# About this task
Pick up the article on mid-April national tragedies after its last sentence and continue it.

-------- Text block

When it comes to national tragedies, what is it about mid-April?
On April 19, 1993, following a 51-day standoff, federal agents raided the Branch Davidian compound near Waco, Texas. A fire, later determined to have been set by the Davidians, destroyed the compound and killed 57 of its residents.
On April 19, 1995, a bomb inside a rental truck exploded at the Murrah Federal Building in downtown Oklahoma City, killing 168 people in what was then the worst terrorist attack on U.S. soil.
The killer turned out to be 27-year-old Timothy McVeigh. McVeigh’s ex-Army buddy, Terry Nichols, was also charged in the crime.
On April 20, 1999, two armed highschool seniors, Dylan Klebold and Eric Harris, walked through Columbine High School in Littleton, Colo. In the end, 12 students, one teacher and the two murderers were dead.
Add Monday’s slaughter of 32 by a 23-year-old South Korean student at Virginia Tech to the terrible list.
Area professionals – from seasoned police officers to long-time mental health experts – seem as much at a loss for answers as the rest of us. Some blame America’s violent culture. Others wonder if the change of seasons from winter to spring may be at the root of some problems.
“I don’t have hard scientific studies, and the connection may be coincidental, but we do know that suicides become more frequent in the springtime,” said Richard Traitel, a clinical psychologist working at Comprehensive Psychological Services in Bloomfield Hills.
Kirt Bowden, Bloomfield Township police chief, spoke of reading similar reports that spring was supposed to be a time to be happy and upbeat.
The trouble comes when “people who may be having problems contrast that to their own lives,” Bowden said.

----------------
-------- Data

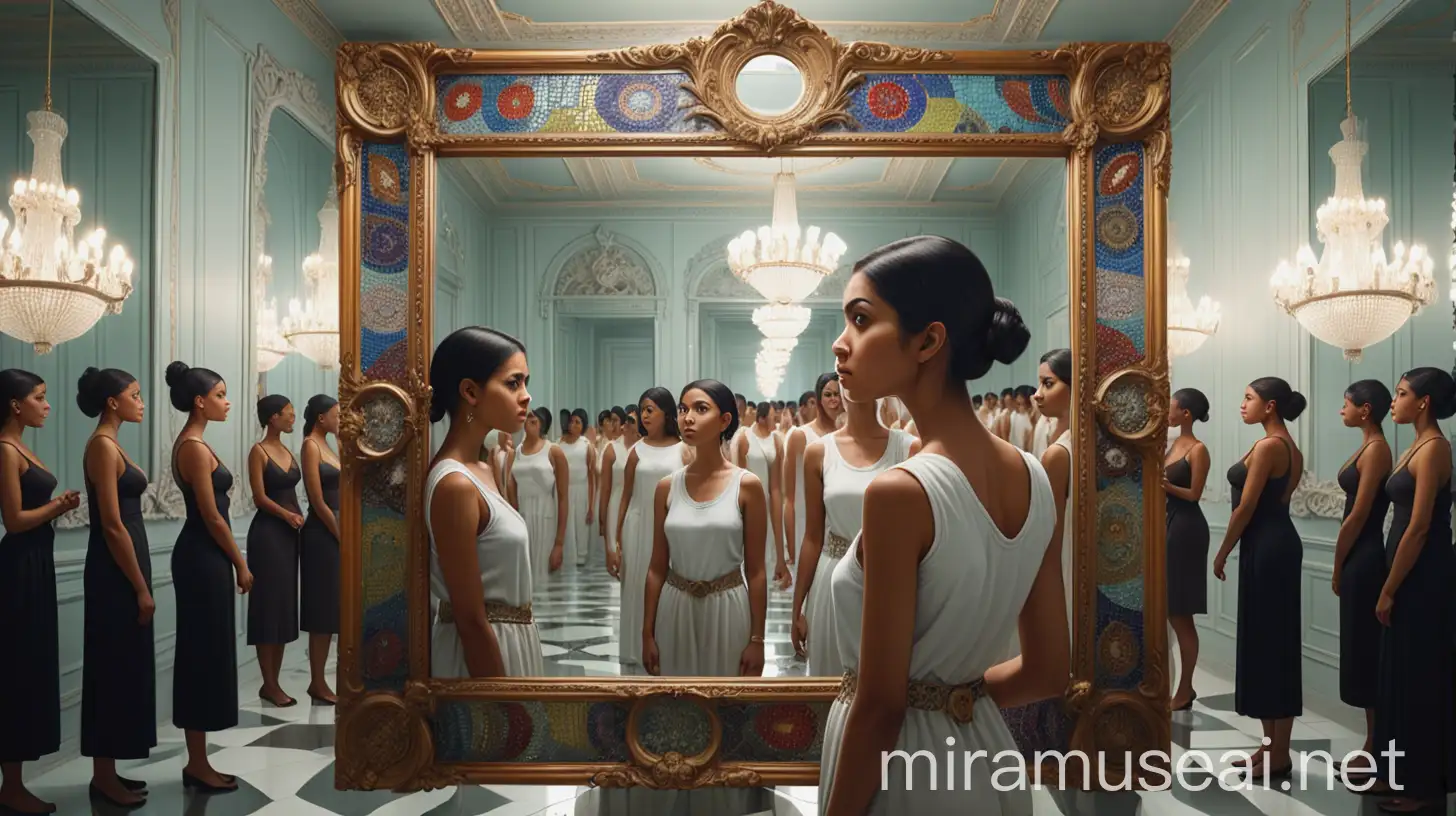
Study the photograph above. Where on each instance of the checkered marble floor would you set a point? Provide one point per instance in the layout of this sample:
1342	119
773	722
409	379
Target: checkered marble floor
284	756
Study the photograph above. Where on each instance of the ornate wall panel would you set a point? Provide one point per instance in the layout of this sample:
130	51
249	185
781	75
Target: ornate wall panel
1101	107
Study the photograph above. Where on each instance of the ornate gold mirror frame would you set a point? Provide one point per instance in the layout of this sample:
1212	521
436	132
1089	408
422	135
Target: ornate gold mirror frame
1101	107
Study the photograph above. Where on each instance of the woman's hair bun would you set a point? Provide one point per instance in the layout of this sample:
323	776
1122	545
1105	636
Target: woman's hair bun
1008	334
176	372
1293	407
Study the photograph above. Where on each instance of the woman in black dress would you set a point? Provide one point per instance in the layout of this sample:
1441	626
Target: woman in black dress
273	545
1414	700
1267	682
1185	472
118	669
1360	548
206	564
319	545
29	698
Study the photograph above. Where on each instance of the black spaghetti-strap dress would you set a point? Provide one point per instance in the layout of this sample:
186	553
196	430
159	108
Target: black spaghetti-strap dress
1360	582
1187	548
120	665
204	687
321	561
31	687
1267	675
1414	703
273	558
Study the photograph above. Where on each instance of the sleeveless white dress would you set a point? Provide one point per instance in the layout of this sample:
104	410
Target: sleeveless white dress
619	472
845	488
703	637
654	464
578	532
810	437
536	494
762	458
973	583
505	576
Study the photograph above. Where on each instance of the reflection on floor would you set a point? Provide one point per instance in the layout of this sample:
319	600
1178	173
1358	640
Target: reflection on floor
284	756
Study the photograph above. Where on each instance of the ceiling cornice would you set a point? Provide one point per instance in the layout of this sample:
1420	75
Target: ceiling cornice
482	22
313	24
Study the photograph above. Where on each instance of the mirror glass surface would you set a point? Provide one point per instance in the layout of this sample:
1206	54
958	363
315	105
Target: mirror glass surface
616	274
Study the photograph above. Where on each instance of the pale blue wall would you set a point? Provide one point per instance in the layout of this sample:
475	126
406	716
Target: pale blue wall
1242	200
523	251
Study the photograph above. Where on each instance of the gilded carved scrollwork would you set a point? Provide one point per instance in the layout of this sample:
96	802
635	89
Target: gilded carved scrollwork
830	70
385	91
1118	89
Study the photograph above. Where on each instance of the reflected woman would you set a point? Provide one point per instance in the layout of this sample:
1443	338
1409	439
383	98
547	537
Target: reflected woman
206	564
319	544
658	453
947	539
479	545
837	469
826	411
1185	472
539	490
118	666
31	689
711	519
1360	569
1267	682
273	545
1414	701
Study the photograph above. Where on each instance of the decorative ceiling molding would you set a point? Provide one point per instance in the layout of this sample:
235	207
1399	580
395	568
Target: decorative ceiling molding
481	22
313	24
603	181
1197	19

----------------

# Result below
Oakland County Sheriff Michael Bouchard reported his officers are aware of past events happening around this time of year. “But it’s not a case where we’re going to 12-hour shifts,” he said, or putting staff on special alert. “We’re aware of it, and we’re prepared for it.”
Bouchard planned to read reports of what transpired in Virginia as he did with Columbine, he said, in an attempt to glean something usable from those previous incidents. “What I learned from Columbine stuck with me to this day,” he said.
At Columbine, signs were ignored, he said. “E-mails (Klebold and Harris) sent and pictures posted N~ they were dismissed,” he said. “You can’t do that. You have to run it down for the safety of all involved.”
April can’t get all the blame. A look at a list of other major national school shootings reveals the violence has occurred in almost every month school is in session.
Coping with tragedies
Traitel advises people to share their feelings of pain and grief.
“Talk to a trusted friend,” he said. “Don’t internalize it and keep it inside.”
Modern media, especially TV, has a “problem with overkill” on these tragedies, he said. “Initially, some viewing seems to be helpful, but if you become glued to the TV, watching it over and over, then it becomes overwhelming, and one becomes more traumatized,” he said. “Limit the exposure.”
If children appear to be disturbed by a news event, give them some information. “Let them ask questions,” he said. “Give realistic answers but do not be an alarmist. Explain the perpetrator was mentally ill and there is a relative rarity of it happening again.”
Adults may want to consider taking action, such as sending condolences to the families or taking more interest in one’s own community, he said. They may wish to find ways to teach tolerance and nonviolence in schools. If none of the tips work, Traitel advised, consult with a mental health expert to work through the distress and fear.